### WRITTEN REQUEST A
In the listing, from the line with "Provide the segmentation of every instance of the red" up to and including the last line of the listing, change every "pixel" to "point" and leave everything else unchanged. Give only those lines.

--- BEGIN EXTRACT TO READ ---

I try not to plug my writing... Probably for the better, anyways.


----------



## ACraZ (Oct 23, 2013)

Conker said:


> so many less views/responses than the other forms of art. It's depressing


Yeah that seems to be the theme of writing compared to the other arts. It takes a bit more thought and time, which can be too much for people who are just browsing. But that's why I made this, so writing can get a bit of recognition from the authors who, no matter what they write, cant get much. Link me a story or two and as long as its not too long (or adult) I will read it and tell you what I thought, and then maybe you read a story or two of mine. Then maybe we can all make a kind of writer's club, so we read and discuss others' works and others read and discuss ours 

As for you Aggybyte, I find what helps me when I'm not liking what I write and keep deleting/remaking characters is, before you even write a sentence, think about your character and let it sit for a while. A few days. If you aren't still excited and interested in the char then think of another. This can really help because it distances you from the idea and you start seeing the real worth of the character


----------



## Conker (Oct 23, 2013)

ACraZ said:


> Yeah that seems to be the theme of writing compared to the other arts. It takes a bit more thought and time, which can be too much for people who are just browsing. But that's why I made this, so writing can get a bit of recognition from the authors who, no matter what they write, cant get much. Link me a story or two and as long as its not too long (or adult) I will read it and tell you what I thought, and then maybe you read a story or two of mine. Then maybe we can all make a kind of writer's club, so we read and discuss others' works and others read and discuss ours


That's entirely the case. It takes a few seconds to look at a picture, a few minutes to listen to a song, but it can take fifteen to twenty minutes to read a short story.

--- END EXTRACT TO READ ---
--- BEGIN DATA EXCERPTS ---

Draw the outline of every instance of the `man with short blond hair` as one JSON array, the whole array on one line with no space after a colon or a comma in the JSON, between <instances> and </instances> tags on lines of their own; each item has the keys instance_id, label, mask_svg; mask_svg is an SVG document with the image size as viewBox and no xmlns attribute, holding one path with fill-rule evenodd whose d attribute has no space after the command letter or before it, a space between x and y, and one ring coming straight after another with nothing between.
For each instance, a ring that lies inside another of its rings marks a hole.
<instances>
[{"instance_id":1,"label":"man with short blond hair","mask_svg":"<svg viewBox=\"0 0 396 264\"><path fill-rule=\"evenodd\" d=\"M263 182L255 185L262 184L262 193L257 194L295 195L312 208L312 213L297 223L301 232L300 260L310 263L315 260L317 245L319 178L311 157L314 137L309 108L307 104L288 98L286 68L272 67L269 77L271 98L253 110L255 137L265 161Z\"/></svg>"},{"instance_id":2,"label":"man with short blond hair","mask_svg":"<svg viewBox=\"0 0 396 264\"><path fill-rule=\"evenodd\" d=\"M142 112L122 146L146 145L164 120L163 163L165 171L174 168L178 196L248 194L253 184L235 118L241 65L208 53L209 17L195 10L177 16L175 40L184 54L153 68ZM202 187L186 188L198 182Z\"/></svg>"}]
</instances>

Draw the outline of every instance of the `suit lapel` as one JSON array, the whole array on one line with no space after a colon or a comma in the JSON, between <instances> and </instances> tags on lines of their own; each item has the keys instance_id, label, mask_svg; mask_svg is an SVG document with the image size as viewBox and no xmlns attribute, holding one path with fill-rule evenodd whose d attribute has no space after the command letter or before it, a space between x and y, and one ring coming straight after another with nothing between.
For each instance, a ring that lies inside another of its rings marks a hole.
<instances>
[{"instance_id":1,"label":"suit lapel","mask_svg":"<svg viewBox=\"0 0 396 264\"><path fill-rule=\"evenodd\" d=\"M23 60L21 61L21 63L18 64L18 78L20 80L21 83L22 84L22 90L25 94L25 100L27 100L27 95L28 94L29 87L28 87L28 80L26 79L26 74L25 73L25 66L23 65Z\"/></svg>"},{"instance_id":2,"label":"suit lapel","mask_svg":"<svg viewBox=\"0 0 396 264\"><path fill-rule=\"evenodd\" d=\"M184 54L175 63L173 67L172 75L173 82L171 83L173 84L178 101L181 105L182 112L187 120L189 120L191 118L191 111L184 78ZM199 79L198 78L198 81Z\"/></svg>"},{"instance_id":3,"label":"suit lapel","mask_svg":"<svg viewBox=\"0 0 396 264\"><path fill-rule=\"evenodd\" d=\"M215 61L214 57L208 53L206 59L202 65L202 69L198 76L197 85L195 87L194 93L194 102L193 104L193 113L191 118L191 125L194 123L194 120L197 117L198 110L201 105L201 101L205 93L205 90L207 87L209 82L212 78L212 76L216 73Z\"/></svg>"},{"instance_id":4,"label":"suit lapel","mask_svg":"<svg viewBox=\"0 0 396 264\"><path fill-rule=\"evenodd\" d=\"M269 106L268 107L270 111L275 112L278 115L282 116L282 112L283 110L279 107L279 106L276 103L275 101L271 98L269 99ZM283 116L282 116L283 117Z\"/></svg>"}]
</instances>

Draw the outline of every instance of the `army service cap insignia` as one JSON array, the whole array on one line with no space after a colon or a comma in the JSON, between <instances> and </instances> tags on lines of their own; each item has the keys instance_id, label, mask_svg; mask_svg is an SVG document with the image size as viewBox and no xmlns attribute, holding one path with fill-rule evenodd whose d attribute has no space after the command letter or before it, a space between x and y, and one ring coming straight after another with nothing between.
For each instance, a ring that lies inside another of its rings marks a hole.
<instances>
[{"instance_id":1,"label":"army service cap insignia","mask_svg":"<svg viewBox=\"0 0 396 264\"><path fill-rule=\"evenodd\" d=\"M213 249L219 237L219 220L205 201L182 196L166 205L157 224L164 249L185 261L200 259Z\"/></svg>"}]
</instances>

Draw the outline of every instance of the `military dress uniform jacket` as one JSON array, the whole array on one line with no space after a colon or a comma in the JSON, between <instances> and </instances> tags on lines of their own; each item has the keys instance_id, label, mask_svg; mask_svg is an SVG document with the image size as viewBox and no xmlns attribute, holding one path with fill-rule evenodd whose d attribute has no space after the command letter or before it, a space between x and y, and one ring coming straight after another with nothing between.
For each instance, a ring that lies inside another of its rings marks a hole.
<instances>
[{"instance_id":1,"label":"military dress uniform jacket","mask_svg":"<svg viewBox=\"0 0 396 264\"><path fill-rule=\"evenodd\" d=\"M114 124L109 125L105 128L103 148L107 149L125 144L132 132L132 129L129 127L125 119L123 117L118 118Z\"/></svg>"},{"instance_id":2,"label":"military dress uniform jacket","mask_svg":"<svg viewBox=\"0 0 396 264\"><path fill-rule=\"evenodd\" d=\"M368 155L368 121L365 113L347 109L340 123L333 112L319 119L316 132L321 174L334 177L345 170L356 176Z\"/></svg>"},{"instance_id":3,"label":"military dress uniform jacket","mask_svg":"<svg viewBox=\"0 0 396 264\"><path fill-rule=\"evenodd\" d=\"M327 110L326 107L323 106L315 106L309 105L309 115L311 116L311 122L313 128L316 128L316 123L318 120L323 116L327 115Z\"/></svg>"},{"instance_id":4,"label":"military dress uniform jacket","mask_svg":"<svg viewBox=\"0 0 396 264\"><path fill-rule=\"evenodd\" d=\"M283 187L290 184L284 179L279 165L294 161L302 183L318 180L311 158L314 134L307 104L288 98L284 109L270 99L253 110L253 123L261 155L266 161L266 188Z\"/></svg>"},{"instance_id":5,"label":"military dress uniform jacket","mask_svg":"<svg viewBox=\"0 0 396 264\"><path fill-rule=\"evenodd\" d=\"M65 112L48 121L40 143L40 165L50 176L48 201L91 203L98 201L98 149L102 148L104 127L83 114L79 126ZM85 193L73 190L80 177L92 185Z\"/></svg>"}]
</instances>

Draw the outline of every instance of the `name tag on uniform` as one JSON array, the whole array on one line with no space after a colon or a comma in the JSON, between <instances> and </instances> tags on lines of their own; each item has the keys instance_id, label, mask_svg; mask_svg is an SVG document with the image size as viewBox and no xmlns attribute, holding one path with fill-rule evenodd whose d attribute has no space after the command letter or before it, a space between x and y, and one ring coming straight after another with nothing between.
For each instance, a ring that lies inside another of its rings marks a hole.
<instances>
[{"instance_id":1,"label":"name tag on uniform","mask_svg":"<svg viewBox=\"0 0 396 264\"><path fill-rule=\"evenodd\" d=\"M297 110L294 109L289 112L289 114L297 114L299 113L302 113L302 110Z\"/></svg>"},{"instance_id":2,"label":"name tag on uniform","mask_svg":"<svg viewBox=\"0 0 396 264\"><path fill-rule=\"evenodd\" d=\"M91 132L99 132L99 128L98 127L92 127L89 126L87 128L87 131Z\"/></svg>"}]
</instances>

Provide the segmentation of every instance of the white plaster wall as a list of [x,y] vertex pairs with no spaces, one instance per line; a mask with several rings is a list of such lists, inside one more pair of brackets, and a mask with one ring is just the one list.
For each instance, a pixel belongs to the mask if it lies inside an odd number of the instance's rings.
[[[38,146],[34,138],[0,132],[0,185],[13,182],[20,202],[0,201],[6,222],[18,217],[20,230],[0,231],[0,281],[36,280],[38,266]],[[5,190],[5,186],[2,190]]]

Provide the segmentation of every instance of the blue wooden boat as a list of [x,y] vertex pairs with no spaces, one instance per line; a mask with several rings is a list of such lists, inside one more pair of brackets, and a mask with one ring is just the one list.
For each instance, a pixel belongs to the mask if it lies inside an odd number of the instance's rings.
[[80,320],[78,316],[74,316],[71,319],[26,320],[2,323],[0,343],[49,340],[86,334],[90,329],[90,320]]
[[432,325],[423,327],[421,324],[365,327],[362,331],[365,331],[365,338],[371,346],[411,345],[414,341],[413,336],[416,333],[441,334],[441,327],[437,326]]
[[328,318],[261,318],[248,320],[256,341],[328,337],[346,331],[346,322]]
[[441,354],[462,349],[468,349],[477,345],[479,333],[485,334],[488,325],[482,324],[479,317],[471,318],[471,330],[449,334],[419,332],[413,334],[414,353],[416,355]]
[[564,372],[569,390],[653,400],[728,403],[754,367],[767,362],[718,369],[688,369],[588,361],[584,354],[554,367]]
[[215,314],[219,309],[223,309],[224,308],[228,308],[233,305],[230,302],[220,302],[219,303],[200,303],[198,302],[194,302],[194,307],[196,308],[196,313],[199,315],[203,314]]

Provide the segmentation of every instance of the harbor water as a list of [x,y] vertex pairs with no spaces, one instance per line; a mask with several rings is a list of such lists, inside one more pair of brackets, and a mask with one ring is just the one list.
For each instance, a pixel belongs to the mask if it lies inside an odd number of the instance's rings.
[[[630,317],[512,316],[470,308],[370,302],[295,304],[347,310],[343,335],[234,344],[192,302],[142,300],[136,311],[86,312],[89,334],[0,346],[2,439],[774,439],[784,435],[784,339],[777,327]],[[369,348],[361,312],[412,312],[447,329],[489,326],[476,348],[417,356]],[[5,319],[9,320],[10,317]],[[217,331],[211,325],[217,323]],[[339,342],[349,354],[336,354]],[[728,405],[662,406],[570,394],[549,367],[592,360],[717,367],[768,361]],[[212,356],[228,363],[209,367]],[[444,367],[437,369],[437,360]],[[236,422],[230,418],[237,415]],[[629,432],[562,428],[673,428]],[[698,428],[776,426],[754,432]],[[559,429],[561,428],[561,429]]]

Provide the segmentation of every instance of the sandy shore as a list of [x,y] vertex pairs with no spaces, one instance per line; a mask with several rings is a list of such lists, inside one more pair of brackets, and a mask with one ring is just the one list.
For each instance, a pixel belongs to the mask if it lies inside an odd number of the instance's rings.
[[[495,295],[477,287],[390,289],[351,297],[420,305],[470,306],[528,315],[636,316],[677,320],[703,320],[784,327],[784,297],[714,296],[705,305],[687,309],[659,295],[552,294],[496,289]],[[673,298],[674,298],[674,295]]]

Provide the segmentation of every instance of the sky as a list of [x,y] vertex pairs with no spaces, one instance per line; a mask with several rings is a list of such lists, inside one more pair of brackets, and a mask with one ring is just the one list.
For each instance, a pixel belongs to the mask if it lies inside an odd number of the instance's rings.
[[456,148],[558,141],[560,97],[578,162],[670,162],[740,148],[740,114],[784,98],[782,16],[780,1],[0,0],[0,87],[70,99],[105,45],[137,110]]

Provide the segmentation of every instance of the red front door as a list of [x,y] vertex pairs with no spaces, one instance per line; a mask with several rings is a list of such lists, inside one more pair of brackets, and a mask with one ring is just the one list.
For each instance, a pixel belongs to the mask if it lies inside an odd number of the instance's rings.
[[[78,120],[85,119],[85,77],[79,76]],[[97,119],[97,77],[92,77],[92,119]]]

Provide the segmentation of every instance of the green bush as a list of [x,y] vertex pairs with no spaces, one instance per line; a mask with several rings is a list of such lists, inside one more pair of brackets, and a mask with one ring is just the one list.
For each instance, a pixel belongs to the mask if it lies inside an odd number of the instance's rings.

--- END DATA EXCERPTS ---

### WRITTEN REQUEST B
Repeat the forum thread word for word, from "That's entirely the" up to and including "a short story.".

### COMPLETE ANSWER A
Provide the segmentation of every instance of the red front door as a list of [x,y] vertex pairs with no spaces, one instance per line; a mask with several rings is a list of such lists, inside one more pair of brackets, and a mask with one ring is just the one list.
For each instance, a point belongs to the mask if it lies inside an odd number of the instance's rings.
[[[78,120],[85,119],[85,77],[79,76]],[[97,119],[97,77],[92,77],[92,119]]]

Provide the segmentation of every instance of the green bush as a list of [x,y] vertex pairs with no spaces, one instance per line; a mask with several rings is a list of such lists, inside one more pair of brackets, and a mask with one ring is just the one list.
For each instance, a point belongs to the mask if it lies inside an odd number of the instance's rings.

### COMPLETE ANSWER B
That's entirely the case. It takes a few seconds to look at a picture, a few minutes to listen to a song, but it can take fifteen to twenty minutes to read a short story.